(Extract provided):
Wow. This question really had me thinking. You obviously care for your cat, and you want someone who is thrilled that you are giving your 15 year old a chance. Someone who is supportive of your efforts at minimum. And for some reason, you are not getting that service or feeling at all. The truth is, there are many potential reasons behind the response you are experiencing. I’ll do my best to try and explain potential underlying issues. And I’m going to give you specific scripts to say at the end of my answer, that might help get what you need.

There can be so much behind the surface of an apathetic response. Since I don’t know anything else specific to this veterinarian or you as a client, keep in mind that some of it may or may not be applicable to you and this particular vet. But I am basing these answers on common issues I have witnessed behind the scenes, personal experiences, as well as sticky situations that are prevalent within the vet profession. My first answer will assume the vet is simply not motivated to help you, and will try to identify reasons for that. The second answer will assume the veterinarian actually cares about what is going on, but there is something causing the resistance in the interactions and relationship.

So here we go.

The veterinarian may not be interested or seems apathetic towards you and your 15 year old cat because of:


1. Discrimination based on age. Good old agism. It’s a cultural phenomenon in North America, and in human medicine, studies have shown that some physicians show less care or concern toward treating the medical problems of older people. It’s a real issue, and if it happens with people, it it will also happen with pets. So the vet may simply be of the personal opinion that when you reach a certain age, and have more than one problem, then you are extending their life for no good reason. Because after all, they are old and are closer towards the end of their life than the beginning.

People tell me in clinic every day that because their pet is older, they won’t do anything if an illness occurs. There was one lady who went out of her way to tell me multiple times in the course of a 15 minute appointment, that when her young dog got older she wouldn't pursue ANY intervention no matter what the problem was. I told her thanks for sharing that, and that she could stop sharing now. And vets are normal people who can be prone to agism as well. Of course, you, I and many people who read this blog think differently. We know that when our pets reach their golden years, it is something to be respected. In some ways, they took care of us, so it’s our turn to take care of them in their time of need. When someone has been in my life that long, the least I can do is offer them a chance to live without suffering. In that way, I respect the relationship between us.   

2. The vet isn't familiar with how to treat this condition(s), and isn't interested in learning how. Or it’s simply just not how they do things there. I learn new things every single week by talking to people and other vets who share their experiences. If it can have the potential to help my patients, I want to know about it. I know my clients want this. I'm obligated to do it.

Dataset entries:
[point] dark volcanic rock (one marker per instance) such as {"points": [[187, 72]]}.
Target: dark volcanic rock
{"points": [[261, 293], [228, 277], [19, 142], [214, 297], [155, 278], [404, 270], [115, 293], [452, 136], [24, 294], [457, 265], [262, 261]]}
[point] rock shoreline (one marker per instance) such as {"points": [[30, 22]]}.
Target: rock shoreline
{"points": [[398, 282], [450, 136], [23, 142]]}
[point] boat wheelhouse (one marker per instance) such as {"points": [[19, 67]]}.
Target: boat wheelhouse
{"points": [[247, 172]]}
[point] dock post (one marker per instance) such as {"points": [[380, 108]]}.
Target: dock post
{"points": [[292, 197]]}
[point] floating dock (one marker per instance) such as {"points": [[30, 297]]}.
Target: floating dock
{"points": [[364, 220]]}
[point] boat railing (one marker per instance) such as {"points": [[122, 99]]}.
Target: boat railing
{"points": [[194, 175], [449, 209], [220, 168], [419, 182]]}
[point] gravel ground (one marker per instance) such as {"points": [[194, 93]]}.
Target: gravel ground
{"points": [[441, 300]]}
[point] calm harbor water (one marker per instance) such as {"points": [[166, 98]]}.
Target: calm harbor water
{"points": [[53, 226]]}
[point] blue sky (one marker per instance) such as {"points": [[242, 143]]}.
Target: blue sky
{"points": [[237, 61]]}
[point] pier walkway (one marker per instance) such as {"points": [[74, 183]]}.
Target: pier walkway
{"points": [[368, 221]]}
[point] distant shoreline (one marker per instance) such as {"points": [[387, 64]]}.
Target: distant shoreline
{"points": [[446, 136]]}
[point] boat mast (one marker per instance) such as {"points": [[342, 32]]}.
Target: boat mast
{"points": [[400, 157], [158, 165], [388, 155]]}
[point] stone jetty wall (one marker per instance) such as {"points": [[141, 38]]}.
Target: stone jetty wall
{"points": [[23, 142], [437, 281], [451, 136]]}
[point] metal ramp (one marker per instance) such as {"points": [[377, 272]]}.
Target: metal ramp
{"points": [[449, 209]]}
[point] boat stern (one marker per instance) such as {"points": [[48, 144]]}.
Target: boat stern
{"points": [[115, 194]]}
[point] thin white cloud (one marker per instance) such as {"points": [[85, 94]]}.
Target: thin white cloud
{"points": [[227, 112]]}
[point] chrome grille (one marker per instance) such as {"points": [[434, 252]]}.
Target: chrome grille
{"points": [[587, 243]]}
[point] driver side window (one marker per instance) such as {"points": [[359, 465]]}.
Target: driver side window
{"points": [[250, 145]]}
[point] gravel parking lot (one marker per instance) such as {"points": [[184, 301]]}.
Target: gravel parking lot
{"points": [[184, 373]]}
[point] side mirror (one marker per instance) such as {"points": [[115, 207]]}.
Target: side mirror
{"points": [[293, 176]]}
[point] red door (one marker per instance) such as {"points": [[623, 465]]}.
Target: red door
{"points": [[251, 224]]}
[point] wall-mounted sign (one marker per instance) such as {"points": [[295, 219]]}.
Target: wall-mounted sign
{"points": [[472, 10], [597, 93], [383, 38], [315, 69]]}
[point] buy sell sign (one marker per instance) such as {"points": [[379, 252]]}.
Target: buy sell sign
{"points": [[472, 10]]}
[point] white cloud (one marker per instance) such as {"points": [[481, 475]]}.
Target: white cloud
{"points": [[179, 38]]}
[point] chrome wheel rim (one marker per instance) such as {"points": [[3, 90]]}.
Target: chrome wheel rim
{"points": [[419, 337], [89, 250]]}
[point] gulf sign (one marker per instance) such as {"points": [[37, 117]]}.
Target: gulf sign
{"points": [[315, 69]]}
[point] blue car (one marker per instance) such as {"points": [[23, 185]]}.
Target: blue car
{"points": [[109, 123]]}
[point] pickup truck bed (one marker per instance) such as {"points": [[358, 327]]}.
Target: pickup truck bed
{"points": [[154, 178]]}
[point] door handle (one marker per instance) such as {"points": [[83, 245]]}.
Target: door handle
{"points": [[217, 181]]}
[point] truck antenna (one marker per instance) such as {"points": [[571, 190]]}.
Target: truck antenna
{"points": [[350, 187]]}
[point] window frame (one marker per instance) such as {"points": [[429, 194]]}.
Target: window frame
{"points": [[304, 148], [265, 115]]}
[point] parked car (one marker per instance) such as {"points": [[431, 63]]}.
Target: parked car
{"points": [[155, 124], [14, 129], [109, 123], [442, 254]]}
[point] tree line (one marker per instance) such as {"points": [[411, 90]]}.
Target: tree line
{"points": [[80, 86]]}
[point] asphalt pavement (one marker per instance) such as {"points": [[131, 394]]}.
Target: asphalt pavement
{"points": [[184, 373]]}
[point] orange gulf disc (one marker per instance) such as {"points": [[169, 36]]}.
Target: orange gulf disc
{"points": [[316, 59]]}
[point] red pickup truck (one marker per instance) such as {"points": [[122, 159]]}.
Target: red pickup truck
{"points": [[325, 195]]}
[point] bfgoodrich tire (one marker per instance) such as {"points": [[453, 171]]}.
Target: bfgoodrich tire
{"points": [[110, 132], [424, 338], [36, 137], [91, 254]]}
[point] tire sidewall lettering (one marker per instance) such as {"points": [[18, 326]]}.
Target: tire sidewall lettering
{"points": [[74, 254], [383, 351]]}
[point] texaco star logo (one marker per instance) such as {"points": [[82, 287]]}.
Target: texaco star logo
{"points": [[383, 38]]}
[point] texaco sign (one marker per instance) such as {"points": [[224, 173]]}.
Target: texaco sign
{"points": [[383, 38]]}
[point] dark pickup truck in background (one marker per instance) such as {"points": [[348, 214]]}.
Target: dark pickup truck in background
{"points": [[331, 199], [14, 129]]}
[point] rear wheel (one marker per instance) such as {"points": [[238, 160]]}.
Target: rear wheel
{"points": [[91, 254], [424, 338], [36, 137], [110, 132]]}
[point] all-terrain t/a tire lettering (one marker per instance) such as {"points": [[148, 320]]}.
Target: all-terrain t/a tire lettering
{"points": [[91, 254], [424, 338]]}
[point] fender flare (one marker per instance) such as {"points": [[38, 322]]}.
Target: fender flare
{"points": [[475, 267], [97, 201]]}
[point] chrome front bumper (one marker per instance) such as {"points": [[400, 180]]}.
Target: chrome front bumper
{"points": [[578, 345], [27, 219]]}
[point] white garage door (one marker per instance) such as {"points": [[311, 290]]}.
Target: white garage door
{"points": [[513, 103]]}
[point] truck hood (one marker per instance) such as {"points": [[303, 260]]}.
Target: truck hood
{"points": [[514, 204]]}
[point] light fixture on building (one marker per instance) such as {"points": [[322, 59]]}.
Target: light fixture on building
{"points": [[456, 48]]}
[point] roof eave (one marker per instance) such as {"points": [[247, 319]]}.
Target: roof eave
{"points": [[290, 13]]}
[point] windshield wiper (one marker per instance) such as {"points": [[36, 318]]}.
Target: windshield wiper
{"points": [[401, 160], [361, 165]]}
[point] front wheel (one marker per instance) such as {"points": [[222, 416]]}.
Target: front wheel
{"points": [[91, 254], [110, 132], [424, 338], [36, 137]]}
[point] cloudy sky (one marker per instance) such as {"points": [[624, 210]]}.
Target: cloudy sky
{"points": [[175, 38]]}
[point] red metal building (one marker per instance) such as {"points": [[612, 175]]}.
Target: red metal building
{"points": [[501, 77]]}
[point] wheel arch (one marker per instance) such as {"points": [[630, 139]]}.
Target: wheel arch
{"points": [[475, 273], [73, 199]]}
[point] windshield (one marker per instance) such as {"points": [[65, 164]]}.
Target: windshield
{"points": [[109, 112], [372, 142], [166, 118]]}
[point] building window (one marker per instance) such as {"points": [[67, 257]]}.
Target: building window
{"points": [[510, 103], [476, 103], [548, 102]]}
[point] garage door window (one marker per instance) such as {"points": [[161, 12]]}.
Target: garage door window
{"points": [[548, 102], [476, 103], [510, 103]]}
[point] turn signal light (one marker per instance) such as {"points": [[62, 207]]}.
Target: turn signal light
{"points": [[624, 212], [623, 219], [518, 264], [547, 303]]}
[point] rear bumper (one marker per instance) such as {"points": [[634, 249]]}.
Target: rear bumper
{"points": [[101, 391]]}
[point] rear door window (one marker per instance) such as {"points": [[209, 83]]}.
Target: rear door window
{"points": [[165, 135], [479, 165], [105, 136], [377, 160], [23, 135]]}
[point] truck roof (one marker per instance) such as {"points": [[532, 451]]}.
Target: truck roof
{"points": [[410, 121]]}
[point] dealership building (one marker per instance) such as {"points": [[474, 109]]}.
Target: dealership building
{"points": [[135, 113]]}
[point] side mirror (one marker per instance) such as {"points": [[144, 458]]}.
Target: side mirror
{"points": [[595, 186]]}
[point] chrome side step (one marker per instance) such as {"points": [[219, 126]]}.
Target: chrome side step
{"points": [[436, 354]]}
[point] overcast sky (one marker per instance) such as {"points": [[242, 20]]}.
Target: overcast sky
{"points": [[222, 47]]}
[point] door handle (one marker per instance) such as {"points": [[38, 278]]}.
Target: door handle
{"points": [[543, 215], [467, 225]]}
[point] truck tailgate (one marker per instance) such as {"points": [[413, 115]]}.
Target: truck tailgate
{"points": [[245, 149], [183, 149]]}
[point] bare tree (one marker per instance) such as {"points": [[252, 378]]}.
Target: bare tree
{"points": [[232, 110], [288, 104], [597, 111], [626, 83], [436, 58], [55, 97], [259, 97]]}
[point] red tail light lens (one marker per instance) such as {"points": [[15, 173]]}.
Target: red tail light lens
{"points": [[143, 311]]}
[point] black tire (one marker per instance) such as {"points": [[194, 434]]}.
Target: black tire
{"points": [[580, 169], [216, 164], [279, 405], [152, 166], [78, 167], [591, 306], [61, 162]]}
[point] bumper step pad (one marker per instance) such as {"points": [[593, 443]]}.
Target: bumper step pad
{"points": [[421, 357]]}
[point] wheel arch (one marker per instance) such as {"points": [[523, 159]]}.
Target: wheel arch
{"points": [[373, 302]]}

(Exercise goal):
Copy the part of the text on a vet's response to an older cat word for word, starting with "Wow. This question" and going on through "what you need.".

(Response for this exercise):
Wow. This question really had me thinking. You obviously care for your cat, and you want someone who is thrilled that you are giving your 15 year old a chance. Someone who is supportive of your efforts at minimum. And for some reason, you are not getting that service or feeling at all. The truth is, there are many potential reasons behind the response you are experiencing. I’ll do my best to try and explain potential underlying issues. And I’m going to give you specific scripts to say at the end of my answer, that might help get what you need.